■ Your objective ■
Can you format the lines as a JSON list of strings, one string per line with blank lines left out? Start at the line containing "In the photo above, where can the dark blue" and go on through the line containing "Target: dark blue sky", including both, and use only those lines.

## start Exercise inputs

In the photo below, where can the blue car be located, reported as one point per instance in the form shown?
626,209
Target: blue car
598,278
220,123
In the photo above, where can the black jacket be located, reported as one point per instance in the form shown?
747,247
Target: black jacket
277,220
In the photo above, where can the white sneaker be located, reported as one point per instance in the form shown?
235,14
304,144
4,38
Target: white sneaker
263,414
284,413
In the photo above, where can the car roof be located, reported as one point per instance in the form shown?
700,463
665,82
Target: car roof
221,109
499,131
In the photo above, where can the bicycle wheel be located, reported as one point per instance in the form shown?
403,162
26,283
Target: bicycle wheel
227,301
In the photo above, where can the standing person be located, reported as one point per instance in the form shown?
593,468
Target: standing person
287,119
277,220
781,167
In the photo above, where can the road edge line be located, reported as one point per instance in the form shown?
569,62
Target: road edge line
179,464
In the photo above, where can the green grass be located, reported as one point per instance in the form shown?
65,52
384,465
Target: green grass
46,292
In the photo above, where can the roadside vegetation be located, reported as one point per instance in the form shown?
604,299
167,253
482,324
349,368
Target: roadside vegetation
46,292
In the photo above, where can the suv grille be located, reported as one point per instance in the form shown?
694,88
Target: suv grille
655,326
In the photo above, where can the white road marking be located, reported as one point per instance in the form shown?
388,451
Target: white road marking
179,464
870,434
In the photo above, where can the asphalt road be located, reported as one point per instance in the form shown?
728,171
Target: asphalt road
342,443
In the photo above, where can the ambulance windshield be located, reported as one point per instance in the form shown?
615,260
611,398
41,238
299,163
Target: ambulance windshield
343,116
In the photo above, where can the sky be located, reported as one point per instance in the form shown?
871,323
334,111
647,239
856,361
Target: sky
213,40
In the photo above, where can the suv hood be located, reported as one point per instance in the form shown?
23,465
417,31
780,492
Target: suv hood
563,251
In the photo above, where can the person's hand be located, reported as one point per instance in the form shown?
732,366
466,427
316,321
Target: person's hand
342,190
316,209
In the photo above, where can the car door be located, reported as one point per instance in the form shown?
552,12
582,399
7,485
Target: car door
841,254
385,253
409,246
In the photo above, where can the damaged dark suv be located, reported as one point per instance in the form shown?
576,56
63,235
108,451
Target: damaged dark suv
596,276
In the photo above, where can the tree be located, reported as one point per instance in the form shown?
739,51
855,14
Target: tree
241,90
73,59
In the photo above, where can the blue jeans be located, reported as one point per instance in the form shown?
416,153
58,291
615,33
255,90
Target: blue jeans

## end Exercise inputs
## start Exercise inputs

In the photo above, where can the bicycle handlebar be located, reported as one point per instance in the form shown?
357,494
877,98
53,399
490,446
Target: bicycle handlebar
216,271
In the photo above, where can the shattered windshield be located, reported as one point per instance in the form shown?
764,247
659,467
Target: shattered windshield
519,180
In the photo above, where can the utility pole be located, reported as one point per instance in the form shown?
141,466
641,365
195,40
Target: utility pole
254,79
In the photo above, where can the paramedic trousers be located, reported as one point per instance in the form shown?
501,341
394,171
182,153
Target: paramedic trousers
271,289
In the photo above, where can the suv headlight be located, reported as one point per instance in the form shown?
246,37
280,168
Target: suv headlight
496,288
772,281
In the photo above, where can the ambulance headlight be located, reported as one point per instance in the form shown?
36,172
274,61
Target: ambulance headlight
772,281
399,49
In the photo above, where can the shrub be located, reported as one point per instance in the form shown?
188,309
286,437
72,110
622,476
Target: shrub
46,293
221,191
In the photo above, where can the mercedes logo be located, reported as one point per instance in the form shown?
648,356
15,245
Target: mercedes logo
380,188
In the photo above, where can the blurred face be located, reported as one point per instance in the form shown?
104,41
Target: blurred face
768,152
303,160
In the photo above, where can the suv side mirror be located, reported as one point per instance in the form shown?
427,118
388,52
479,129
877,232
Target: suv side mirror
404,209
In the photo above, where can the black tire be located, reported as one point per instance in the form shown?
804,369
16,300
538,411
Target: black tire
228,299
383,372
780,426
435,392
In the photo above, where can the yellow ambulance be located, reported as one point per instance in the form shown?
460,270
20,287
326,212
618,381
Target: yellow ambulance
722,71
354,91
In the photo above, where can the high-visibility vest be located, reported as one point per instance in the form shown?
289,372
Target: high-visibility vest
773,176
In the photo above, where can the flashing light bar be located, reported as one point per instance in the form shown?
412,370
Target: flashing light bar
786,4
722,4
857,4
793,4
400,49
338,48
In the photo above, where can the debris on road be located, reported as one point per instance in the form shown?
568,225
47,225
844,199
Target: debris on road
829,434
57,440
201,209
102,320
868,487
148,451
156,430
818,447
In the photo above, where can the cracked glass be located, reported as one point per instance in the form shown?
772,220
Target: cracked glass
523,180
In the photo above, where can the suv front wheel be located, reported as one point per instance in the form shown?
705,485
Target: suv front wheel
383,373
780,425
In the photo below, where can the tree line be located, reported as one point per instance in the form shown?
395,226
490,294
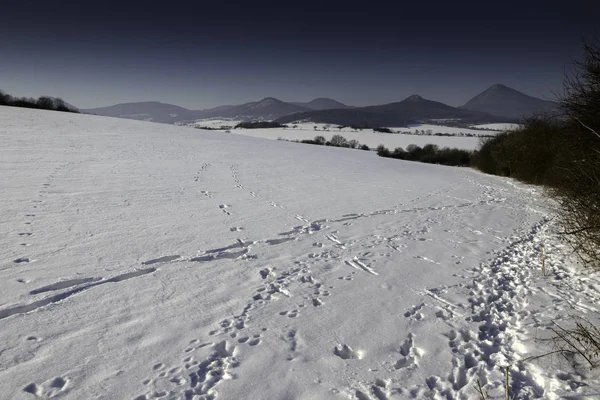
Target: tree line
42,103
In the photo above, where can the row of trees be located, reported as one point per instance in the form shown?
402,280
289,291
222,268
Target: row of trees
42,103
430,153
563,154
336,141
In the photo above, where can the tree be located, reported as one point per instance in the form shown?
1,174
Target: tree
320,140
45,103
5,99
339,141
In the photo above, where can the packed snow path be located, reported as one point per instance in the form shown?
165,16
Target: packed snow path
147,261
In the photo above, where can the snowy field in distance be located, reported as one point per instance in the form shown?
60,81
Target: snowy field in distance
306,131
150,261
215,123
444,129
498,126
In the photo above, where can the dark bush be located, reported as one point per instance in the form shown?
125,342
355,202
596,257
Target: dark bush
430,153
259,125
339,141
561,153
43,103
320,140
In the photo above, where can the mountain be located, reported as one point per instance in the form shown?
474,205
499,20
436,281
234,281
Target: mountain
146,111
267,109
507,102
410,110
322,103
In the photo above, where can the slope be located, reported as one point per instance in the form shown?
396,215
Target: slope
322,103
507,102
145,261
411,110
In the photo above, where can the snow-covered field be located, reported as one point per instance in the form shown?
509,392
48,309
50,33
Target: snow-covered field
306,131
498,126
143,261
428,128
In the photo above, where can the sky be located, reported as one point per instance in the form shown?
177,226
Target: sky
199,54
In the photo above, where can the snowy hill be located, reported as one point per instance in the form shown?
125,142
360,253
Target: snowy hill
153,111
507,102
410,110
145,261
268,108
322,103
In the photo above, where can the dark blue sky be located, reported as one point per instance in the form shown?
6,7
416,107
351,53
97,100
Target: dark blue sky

## end Exercise inputs

■ Task solution ■
[
  "In the photo above, where can the dark blue sky be located, reported as one point per instance in the form shown?",
  "6,7",
  "416,107",
  "351,53",
  "97,100",
  "Target: dark blue sky"
]